Give again, word for word, every line in the entries below from the line with "Target: tree" up to and including the line with "Readme: the locator spots each instance of the corrugated", and no other line.

Referring expression data:
________

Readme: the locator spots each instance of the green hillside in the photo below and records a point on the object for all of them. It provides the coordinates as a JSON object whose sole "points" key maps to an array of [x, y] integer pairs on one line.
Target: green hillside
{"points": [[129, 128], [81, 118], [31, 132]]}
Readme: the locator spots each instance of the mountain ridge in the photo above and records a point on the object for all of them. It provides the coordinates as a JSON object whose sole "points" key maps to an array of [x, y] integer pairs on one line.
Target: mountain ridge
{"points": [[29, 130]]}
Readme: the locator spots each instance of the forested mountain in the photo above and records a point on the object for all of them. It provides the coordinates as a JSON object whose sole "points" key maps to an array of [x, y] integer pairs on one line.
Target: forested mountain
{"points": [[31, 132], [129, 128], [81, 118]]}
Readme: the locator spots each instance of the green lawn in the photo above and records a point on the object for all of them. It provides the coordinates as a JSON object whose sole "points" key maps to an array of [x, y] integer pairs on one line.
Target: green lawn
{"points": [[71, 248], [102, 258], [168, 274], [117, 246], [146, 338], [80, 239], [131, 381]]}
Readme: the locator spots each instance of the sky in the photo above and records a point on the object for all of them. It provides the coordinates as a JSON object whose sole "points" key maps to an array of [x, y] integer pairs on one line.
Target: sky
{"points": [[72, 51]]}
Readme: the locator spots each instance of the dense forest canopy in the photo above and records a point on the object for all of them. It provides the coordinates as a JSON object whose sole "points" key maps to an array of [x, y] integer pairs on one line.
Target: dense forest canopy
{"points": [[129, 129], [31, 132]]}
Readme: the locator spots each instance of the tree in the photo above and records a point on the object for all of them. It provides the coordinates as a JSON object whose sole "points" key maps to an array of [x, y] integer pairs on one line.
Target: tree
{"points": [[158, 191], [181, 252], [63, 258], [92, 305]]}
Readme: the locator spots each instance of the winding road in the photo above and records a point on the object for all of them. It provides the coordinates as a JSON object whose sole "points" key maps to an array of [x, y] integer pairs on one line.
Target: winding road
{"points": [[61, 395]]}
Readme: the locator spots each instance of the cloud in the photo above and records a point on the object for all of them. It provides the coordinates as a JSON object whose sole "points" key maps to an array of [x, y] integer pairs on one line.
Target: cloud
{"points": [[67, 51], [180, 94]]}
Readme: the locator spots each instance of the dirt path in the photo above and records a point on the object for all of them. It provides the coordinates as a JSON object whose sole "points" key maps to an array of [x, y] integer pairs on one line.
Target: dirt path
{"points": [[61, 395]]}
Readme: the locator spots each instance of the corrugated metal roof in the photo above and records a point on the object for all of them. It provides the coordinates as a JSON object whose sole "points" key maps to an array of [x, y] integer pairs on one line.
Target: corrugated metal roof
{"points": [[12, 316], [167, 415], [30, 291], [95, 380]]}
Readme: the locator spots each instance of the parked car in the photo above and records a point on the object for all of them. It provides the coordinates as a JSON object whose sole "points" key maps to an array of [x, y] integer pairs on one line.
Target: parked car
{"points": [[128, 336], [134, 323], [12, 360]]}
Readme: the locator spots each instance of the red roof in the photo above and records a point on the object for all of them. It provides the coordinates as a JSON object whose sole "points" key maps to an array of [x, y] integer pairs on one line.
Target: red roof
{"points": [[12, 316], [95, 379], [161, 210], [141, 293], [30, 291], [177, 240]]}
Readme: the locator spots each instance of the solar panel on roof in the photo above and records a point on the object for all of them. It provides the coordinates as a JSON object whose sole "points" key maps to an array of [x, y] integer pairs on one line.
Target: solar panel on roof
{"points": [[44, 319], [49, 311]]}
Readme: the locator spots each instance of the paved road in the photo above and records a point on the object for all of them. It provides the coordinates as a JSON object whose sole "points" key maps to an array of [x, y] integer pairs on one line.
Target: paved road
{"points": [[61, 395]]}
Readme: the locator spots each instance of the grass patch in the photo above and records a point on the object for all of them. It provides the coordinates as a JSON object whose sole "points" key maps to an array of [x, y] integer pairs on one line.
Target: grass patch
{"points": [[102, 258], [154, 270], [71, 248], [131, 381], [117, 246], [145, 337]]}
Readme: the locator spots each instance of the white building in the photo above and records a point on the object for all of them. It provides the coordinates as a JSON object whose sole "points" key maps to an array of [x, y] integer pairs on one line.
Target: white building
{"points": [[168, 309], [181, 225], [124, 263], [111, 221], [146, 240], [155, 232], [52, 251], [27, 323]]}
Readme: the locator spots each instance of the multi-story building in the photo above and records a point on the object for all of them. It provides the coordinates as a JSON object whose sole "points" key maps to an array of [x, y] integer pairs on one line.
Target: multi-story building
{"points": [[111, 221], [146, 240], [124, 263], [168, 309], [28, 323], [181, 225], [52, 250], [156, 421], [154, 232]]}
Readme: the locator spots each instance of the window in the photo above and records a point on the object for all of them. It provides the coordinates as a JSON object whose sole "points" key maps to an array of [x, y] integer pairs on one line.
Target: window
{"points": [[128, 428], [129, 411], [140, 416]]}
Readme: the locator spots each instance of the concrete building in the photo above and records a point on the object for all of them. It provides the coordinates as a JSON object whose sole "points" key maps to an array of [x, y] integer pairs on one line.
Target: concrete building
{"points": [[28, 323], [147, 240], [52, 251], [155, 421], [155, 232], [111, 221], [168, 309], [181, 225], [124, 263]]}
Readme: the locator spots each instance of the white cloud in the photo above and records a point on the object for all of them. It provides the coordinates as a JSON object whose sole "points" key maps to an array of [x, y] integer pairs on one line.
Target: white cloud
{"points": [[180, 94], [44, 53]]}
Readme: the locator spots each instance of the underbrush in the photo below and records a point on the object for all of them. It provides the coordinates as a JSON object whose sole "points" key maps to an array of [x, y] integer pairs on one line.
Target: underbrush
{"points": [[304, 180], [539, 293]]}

________

Expected answer:
Target: tree
{"points": [[158, 191], [181, 252], [63, 258], [92, 305]]}
Readme: the locator spots each instance of the winding road in the photo above and records a point on the object for all of them. It provides the coordinates as a JSON object whose sole "points" key maps to an array of [x, y] integer pairs on one line.
Target: winding road
{"points": [[61, 395]]}
Readme: the locator spots each instance of the cloud in the photo above and records a point on the object for all of them. It provides the coordinates as a JSON object whose sole "points" key maps to an array of [x, y] integer pairs on one line.
Target: cloud
{"points": [[67, 51], [180, 94]]}
Readme: the locator spots each instance of the dirt path in the photo above and records a point on the object for all of them. It provides the coordinates as a JSON object whose sole "points" key maps to an array of [x, y] integer pairs on one line.
Target: dirt path
{"points": [[61, 395]]}
Readme: the locator spots each instance of the corrugated metal roof in the photo above and records a point on the object for all of them. It provides the coordinates as a JSON object whose sole "points" key maps to an array of [x, y] integer pairs on one line.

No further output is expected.